**Supplied information**
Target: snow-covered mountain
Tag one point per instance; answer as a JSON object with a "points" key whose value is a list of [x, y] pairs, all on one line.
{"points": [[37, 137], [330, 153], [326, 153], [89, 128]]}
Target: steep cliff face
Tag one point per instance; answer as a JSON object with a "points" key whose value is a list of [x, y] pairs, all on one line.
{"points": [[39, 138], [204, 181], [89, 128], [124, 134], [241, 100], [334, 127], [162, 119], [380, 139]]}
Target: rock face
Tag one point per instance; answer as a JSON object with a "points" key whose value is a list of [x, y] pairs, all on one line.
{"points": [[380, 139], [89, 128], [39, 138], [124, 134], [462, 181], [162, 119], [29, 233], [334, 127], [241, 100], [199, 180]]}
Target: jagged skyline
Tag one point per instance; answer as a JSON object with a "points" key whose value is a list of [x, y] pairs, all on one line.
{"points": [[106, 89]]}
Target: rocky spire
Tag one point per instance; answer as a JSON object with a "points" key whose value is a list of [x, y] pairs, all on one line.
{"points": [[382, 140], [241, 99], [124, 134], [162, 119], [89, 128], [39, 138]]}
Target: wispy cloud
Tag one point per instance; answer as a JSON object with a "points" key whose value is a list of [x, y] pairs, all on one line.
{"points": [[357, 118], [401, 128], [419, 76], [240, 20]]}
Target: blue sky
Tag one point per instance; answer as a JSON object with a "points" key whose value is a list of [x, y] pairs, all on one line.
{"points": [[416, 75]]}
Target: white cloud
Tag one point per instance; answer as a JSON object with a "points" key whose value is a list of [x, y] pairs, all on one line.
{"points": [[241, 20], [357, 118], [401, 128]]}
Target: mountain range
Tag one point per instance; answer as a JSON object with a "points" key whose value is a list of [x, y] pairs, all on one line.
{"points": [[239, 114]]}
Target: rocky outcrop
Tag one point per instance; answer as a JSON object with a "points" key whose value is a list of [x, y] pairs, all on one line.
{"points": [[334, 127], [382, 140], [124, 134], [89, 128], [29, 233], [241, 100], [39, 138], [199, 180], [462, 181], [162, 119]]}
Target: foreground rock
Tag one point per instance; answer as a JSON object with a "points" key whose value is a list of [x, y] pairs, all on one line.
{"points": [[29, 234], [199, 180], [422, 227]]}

**Goal**
Render the stretch of the entries from the line containing "Target: wispy cloud" through the end of the entries as a JSON list of strings, one string per line, with blank lines omitted and both ends included.

**Exercise answer**
[
  "Target: wispy cloud",
  "Tag one point per instance; answer as a JSON object with a \"points\" key whose value is a list of [x, y] pairs, all on one line.",
  "{\"points\": [[357, 118], [401, 128], [419, 76], [240, 20]]}",
  "Target: blue sky",
  "Tag one point per instance; answer as a JSON object with a \"points\" key whose value is a list of [x, y] pairs, all on one line.",
  "{\"points\": [[416, 75]]}",
  "Target: white cloud",
  "Tag one point per instance; answer as a JSON object with a \"points\" key whose value is a list of [x, y] pairs, all on one line.",
  "{\"points\": [[241, 20], [357, 118], [401, 128]]}",
  "Target: mountain range",
  "Tag one point per instance; answer as a JSON object with a \"points\" key whose value is a list of [x, y] pairs, all on one line.",
  "{\"points\": [[239, 114]]}",
  "Target: rocky outcrop",
  "Tag one point per instance; answer as a JSON object with a \"points\" key whose value is a list of [x, y] pairs, all on one line.",
  "{\"points\": [[334, 127], [382, 140], [124, 134], [89, 128], [29, 233], [241, 100], [39, 138], [199, 180], [462, 181], [162, 119]]}",
  "Target: foreground rock",
  "Tag one point per instance; answer as a JSON object with a \"points\" key whose value is a list of [x, y] pairs, all on one line.",
  "{\"points\": [[29, 234], [199, 180], [422, 227]]}"
]